### [PAGE EXTRACT]
+++
Starbucks Falls Short in Q2 Fiscal Year 2025 Earnings, Shares Slump
Starbucks Shares Decrease on Falling Short of Revenue and Profit Forecasts
Starbucks (SBUX) has served up a disappointment with its Q2 earnings for fiscal year 2025. The coffee titan reported revenues of $8.76 billion, a 2% year-over-year increase, just nipping at the heels of analyst expectations. This slight miss on the mark sent shares tumbling in extended trading yesterday.
The analyst consensus from Visible Alpha expected a revenue figure of $8.77 billion, and the adjusted earnings per share (EPS) of 41 cents from Starbucks failed to meet the projected 53 cents. Last year, Starbucks posted a non-GAAP EPS of 68 cents.
A dip of 1% in global same-store sales was reported, a steeper drop than the anticipated 0.5% decline. Starbucks attributed this drop to reduced transaction volumes, but tried to sweeten the bitter pill with the mention of higher spending per ticket.
+++
(Extracted records)

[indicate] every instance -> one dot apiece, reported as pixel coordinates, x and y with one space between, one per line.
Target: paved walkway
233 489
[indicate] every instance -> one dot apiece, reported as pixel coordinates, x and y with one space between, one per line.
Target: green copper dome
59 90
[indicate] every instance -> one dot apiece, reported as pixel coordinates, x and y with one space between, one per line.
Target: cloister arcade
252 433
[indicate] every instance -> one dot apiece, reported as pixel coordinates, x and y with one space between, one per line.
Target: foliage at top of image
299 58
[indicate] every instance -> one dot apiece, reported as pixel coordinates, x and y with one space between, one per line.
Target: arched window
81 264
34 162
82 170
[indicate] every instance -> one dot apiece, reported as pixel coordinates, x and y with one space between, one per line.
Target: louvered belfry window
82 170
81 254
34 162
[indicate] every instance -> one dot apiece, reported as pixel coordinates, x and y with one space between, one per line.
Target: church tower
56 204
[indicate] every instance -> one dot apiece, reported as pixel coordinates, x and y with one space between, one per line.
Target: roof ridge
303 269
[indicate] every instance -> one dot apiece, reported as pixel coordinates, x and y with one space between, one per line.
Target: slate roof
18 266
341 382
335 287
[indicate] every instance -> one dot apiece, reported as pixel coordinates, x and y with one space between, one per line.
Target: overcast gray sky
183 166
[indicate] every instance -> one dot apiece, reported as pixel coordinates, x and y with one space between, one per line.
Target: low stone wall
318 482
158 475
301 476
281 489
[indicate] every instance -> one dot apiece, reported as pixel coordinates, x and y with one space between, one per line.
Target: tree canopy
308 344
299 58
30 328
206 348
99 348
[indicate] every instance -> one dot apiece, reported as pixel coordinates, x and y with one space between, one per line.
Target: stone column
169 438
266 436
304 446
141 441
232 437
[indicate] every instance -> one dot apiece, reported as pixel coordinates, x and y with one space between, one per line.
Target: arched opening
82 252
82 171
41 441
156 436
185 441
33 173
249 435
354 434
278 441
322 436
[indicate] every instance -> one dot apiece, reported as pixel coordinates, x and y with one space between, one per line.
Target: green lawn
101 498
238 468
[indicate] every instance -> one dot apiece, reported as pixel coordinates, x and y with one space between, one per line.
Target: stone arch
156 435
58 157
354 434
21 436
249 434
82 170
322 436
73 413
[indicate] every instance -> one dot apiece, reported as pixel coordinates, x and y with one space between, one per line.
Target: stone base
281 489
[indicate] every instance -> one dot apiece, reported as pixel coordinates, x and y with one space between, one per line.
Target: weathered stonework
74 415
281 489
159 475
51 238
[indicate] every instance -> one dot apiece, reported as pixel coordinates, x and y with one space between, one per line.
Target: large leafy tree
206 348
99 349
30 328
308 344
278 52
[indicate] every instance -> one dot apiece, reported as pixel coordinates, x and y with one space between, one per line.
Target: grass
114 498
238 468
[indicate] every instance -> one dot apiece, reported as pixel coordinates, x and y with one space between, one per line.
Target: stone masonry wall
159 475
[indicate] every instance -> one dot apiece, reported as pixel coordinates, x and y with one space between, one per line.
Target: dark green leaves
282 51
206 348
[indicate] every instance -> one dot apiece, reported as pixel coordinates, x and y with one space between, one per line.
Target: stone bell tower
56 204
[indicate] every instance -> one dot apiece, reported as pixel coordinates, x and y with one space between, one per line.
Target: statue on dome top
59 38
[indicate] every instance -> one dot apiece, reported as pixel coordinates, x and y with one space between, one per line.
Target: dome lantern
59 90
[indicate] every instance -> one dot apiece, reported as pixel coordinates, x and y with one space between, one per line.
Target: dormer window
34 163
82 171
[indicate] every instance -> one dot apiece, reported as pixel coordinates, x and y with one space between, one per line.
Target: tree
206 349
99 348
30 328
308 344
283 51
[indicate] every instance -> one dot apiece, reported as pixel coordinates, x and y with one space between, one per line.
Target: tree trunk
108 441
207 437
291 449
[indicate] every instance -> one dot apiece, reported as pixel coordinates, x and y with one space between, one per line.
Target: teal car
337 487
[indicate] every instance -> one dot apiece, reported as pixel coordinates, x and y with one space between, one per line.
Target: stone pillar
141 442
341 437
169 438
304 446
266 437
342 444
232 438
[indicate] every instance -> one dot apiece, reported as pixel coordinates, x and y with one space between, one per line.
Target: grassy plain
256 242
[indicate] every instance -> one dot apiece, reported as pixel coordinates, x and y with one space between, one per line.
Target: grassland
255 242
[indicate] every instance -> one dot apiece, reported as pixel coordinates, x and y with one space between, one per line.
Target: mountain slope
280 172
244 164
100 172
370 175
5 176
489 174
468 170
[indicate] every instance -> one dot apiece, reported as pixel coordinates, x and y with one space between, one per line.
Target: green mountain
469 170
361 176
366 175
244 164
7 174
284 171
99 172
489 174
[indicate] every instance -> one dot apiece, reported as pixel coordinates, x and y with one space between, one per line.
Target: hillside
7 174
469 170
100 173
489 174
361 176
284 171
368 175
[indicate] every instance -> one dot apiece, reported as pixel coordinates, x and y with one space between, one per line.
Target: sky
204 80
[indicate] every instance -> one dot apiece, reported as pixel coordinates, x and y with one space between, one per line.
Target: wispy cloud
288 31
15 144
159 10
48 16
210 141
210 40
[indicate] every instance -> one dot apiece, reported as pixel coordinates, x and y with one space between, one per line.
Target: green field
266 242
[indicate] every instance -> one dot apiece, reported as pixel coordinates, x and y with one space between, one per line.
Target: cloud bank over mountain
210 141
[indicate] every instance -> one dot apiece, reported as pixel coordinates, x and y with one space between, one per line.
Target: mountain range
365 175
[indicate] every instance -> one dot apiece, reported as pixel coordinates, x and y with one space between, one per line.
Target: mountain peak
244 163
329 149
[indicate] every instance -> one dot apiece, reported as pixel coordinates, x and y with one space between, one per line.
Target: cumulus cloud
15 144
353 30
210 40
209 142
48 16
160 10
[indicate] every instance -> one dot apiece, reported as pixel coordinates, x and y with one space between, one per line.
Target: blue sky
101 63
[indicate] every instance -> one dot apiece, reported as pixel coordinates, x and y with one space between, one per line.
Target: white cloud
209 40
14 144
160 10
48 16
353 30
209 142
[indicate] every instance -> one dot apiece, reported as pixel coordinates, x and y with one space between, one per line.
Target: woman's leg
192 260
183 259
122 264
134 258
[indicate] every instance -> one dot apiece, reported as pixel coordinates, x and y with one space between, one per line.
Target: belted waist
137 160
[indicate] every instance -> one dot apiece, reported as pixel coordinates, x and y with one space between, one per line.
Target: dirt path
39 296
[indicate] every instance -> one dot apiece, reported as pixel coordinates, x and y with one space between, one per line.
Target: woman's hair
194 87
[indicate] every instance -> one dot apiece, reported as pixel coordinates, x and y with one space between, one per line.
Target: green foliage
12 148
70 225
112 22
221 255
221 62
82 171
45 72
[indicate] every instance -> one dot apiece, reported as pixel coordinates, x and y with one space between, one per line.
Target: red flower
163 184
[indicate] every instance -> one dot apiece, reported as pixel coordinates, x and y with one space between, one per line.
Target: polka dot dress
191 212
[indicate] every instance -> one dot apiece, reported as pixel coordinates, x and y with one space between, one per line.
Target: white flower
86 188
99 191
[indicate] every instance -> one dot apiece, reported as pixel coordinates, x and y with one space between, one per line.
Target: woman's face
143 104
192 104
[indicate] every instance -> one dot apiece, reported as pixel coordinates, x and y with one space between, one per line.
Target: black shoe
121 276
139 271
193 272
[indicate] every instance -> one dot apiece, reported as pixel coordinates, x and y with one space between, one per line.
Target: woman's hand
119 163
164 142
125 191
+++
### [WRITTEN TASKS]
1) In the Starbucks earnings article, what adjusted earnings per share did Starbucks report for the quarter?
2) Reproduce the Starbucks earnings article from "The analyst consensus" through "spending per ticket.", swapping "transaction volumes" for "customer visits".
The extracted data has no role in this work.

### [ANSWERS]
1) 41 cents

2)
The analyst consensus from Visible Alpha expected a revenue figure of $8.77 billion, and the adjusted earnings per share (EPS) of 41 cents from Starbucks failed to meet the projected 53 cents. Last year, Starbucks posted a non-GAAP EPS of 68 cents.
A dip of 1% in global same-store sales was reported, a steeper drop than the anticipated 0.5% decline. Starbucks attributed this drop to reduced customer visits, but tried to sweeten the bitter pill with the mention of higher spending per ticket.